Tujuan Tugas →
[1] Tuliskan ulang bagian teks tentang politik kolonial liberal dari "Dalam doktrin liberal" sampai "Fogelman: 190, 1985)" tanpa mengubah satu kata pun.
[2] Lanjutkan teks tentang politik kolonial liberal dari kalimat terakhir yang tercantum.

Dokumen Sumber →
════════════════════

POLITIK KOLONIAL LIBERAL DAN AGRARISCHE WET
DI INDONESIA ABAD XIX
Politik kolonial liberal di Eropa pada awalnya merupakan cerminan
antara perbedaan dalam bidang politik yang berhaluan totalitarisme
(fasisme dan komunisme) dan liberalisme (sosialisme dan kapitalisme).
Hubungan timbal balik antara ekonomi pasar dengan liberalisasi politik
yang relatif bisa dilihat pada studi perbandingan mengenai negara-negara
fasis maupun komunis. (Edwin Fogelman: 150, 1985)
Doktrin liberal jauh lebih mengutamakan masyarakat dari pada negara.
Dalam doktrin liberal klasik, “masyarakat pada dasarnya dianggap mampu
memenuhi kebutuhannya sendiri dan negara baru ikut campur tangan hanya
kalau usaha-usaha masyarakat yang bersifat sukarela menemui kegagalan”.
Dengan demikian, teori Negara sebagai alat menempatkan negara pada
kedudukannya sebagai pelengkap. Sejauh individu dapat menjalankan
kehidupannya tanpa Negara, kaum liberal menentang keberadaan negara
bahkan jika negara dapat melakukan yang lebih baik dari pada individu.
(Edwin Fogelman: 190, 1985)
Selain itu, konsep hukum dibalik hukum secara langsung diturunkan dari
pandangan kosesual Negara dan masyarakat dalam liberalisme klasik.
Masyarakat dipahami sebagai himpunan bermacam-macam perkumpulan
sukarela, dan negara itu juga pada intinya dianggap sebagai badan yang
diorganisasikan secara sukarela, karena otoritasnya diperoleh atas dasar
persetujuan mereka yang diperintah. Liberalisme selalu menganut
pemikiran bahwa hubungan antara Negara dan masyarakat atau antara
pemerintah dan individu pada akhirnya ditentukan oleh hokum yang
kedudukannya lebih tinggi daripada hukum negara. (Edwin Fogelman:191,
1985)

════════════════════

Informasi Hasil Ekstraksi →
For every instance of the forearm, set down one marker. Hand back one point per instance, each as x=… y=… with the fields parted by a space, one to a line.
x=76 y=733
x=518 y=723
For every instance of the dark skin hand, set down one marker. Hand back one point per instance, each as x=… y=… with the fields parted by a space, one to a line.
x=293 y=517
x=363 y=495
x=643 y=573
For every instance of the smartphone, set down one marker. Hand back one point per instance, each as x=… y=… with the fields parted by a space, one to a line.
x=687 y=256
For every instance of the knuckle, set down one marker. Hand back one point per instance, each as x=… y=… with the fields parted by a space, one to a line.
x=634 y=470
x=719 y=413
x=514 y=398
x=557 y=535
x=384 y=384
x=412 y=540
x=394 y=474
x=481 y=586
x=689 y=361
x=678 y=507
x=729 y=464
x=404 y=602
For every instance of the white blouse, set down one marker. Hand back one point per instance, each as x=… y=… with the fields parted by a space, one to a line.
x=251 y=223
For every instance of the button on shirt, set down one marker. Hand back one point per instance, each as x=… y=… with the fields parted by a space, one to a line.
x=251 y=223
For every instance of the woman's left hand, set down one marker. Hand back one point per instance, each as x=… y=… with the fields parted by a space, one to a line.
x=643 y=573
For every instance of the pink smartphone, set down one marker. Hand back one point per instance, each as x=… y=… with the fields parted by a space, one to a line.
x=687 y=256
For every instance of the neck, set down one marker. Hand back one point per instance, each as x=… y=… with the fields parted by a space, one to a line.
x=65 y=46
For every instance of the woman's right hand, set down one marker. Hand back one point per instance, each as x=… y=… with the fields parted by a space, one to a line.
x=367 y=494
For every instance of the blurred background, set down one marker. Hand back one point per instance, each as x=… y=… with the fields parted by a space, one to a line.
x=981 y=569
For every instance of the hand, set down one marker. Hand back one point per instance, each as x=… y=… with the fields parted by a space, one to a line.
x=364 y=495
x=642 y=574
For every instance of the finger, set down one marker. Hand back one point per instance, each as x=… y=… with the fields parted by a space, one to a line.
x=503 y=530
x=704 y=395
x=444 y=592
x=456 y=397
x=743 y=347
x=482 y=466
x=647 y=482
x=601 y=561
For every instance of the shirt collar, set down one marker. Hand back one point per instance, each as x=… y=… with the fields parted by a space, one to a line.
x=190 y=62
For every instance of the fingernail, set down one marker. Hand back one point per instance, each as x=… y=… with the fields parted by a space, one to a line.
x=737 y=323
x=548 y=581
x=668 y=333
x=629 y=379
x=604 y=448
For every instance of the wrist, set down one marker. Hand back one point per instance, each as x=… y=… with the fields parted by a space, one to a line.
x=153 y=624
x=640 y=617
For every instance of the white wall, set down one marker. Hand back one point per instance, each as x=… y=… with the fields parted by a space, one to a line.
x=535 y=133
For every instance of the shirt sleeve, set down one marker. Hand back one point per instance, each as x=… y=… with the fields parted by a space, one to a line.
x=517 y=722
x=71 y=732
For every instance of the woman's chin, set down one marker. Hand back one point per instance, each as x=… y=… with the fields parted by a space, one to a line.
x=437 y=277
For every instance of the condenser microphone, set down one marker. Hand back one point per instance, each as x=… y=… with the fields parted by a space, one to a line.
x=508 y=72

════════════════════

Jawaban Tiap Tugas →
[1]
Dalam doktrin liberal klasik, “masyarakat pada dasarnya dianggap mampu
memenuhi kebutuhannya sendiri dan negara baru ikut campur tangan hanya
kalau usaha-usaha masyarakat yang bersifat sukarela menemui kegagalan”.
Dengan demikian, teori Negara sebagai alat menempatkan negara pada
kedudukannya sebagai pelengkap. Sejauh individu dapat menjalankan
kehidupannya tanpa Negara, kaum liberal menentang keberadaan negara
bahkan jika negara dapat melakukan yang lebih baik dari pada individu.
(Edwin Fogelman: 190, 1985)

[2]
Paham kebebasan liberalisme mulai tumbuh subur di Eropa dan dianggap
sebagai paham yang paling sesuai untuk diterapkan oleh negara-negara
yang menjunjung tinggi kebebasan. Liberalisme muncul sebagai sikap
pendobrakan terhadap kekuasaan absolut dan didasarkan atas teori
rasionalistis yang umum dikenal sebagai Social Contract. Sejak tahun
1900-an, politik dan ekonomi liberal memiliki hubungan yang sangat
erat. Gagasan ekonomi liberal didasarkan pada sebuah pandangan; setiap
individu harus diberi akses seluas mungkin untuk melakukan
kegiatan-kegiatan ekonominya, tanpa ada intervensi dan campur tangan
dari negara. Atas dasar itu, campur tangan negara tidak diperlukan
lagi. Bila liberalisme awal (early liberalism) lebih menekankan pada
hak-hak politik, maka sejak tahun 1900-an, liberalisme telah mencakup
hampir seluruh dimensi kehidupan, termasuk di dalamnya liberalisasi
pemikiran. (Ramadhan: 2006)
Pelaksanaan politik kolonial liberal di Indonesia tidak terlepas dari
perubahan politik Belanda. Pada tahun 1850, golongan liberal di negeri
Belanda mulai memperoleh kemenangan dalam pemerintahan. Kemenangan itu
diperoleh secara mutlak pada tahun 1870, sehingga tanam paksa dapat
dihapuskan. Mereka berpendapat bahwa kegiatan ekonomi di Indonesia harus
ditangani oleh pihak swasta. Pemerintah hanya mengawasi saja, yaitu
hanya sebagai polisi penjaga malam yang tidak boleh campur tangan dalam
bidang ekonomi. Sistem ini akan menumbuhkan persaingan dalam rangka
meningkatkan produksi perkebunan di Indonesia. Dengan demikian
pendapatan negara juga akan bertambah banyak.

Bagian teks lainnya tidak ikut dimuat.